RECORDS FOR THIS EXERCISE →

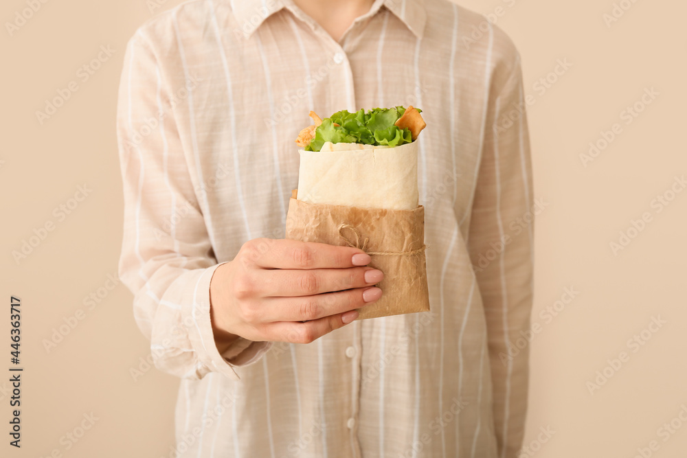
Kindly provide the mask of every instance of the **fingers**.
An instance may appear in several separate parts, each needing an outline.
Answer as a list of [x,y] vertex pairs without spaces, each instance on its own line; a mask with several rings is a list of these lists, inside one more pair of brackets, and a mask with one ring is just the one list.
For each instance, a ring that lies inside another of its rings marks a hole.
[[289,239],[254,239],[241,250],[263,268],[344,268],[365,266],[370,261],[368,255],[357,248]]
[[264,321],[306,321],[359,308],[379,299],[379,288],[357,288],[301,297],[269,297],[262,303]]
[[370,286],[384,278],[381,271],[372,267],[273,269],[262,271],[260,290],[264,297],[311,296]]
[[271,341],[311,343],[324,334],[351,323],[357,317],[357,310],[350,310],[304,323],[277,321],[267,325],[265,332]]

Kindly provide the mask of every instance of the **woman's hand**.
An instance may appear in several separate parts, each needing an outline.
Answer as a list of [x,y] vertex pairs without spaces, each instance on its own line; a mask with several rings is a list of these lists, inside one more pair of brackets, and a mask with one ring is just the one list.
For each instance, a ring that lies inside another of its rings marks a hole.
[[237,336],[309,343],[358,317],[384,277],[348,247],[286,239],[245,243],[210,282],[210,316],[222,352]]

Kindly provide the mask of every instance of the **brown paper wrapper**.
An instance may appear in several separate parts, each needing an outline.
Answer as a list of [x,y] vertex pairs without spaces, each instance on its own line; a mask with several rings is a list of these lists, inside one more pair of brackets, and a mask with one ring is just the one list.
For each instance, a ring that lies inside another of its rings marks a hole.
[[[342,224],[355,229],[346,227],[339,233]],[[359,233],[357,242],[354,230]],[[368,239],[364,251],[370,253],[370,266],[384,273],[384,279],[376,285],[383,293],[376,302],[358,309],[357,319],[429,310],[422,205],[414,210],[389,210],[312,204],[297,200],[294,190],[289,203],[286,238],[358,248]]]

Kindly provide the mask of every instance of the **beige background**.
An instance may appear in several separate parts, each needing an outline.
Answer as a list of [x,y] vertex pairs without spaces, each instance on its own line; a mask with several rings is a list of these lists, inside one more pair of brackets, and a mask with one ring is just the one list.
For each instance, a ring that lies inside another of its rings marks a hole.
[[[3,25],[27,1],[3,1]],[[660,212],[657,201],[652,207],[657,195],[671,197],[675,176],[687,171],[687,4],[616,1],[631,8],[610,27],[603,14],[611,12],[611,0],[460,2],[502,14],[497,23],[520,50],[526,92],[535,101],[529,108],[534,194],[547,205],[536,227],[532,320],[541,328],[529,344],[526,443],[534,441],[532,455],[541,458],[629,457],[652,440],[658,448],[645,450],[644,456],[677,458],[687,450],[687,424],[668,435],[657,431],[687,406],[687,192]],[[161,8],[155,12],[179,3],[157,0]],[[115,137],[120,72],[126,41],[153,16],[155,3],[41,5],[12,36],[5,26],[0,32],[5,308],[0,371],[8,374],[10,365],[10,295],[22,299],[25,368],[21,451],[8,445],[11,394],[8,376],[0,376],[0,455],[43,457],[57,450],[75,457],[168,456],[178,382],[146,365],[147,342],[134,323],[128,290],[122,284],[106,289],[113,286],[107,275],[116,273],[122,235]],[[114,54],[85,82],[77,71],[101,45]],[[534,84],[559,59],[572,66],[542,93]],[[35,112],[72,80],[78,90],[41,125]],[[626,124],[623,110],[651,87],[659,95]],[[615,123],[622,132],[585,167],[580,155]],[[82,202],[70,201],[84,183],[92,191]],[[60,220],[54,209],[69,203],[77,205]],[[651,221],[637,234],[630,231],[636,237],[616,255],[609,244],[644,212]],[[51,221],[54,230],[18,265],[12,251]],[[566,287],[579,292],[572,301],[563,296]],[[91,293],[102,299],[89,308],[84,299]],[[556,317],[540,315],[562,299],[569,304]],[[78,309],[83,319],[70,319]],[[628,345],[658,317],[666,323],[655,333],[645,331],[648,341]],[[44,339],[75,320],[48,352]],[[607,368],[612,376],[590,393],[587,382],[623,351],[629,359],[617,371]],[[142,372],[136,380],[132,368]],[[91,412],[98,420],[67,450],[65,435]],[[537,442],[540,427],[555,431],[546,443]]]

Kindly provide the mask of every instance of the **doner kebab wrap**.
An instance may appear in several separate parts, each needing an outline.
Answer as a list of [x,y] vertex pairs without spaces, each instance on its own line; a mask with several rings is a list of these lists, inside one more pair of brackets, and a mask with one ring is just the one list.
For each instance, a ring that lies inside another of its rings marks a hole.
[[376,302],[358,319],[429,310],[425,209],[418,202],[417,138],[426,124],[412,106],[344,110],[298,135],[298,189],[286,238],[359,248],[382,271]]

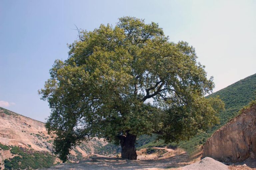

OBJECTIVE → Pull out each line of the rows above that contains the word "Kindly".

EXPECTED OUTPUT →
Kindly provide the mask of every instance of the **fingers**.
Kindly provide the mask of every instance of the **woman's hand**.
Kindly provide the mask of every instance of the **brown paper wrapper**.
Kindly provide the mask of every instance of the **beige background**.
Kindly provide the mask of every instance of the **doner kebab wrap**.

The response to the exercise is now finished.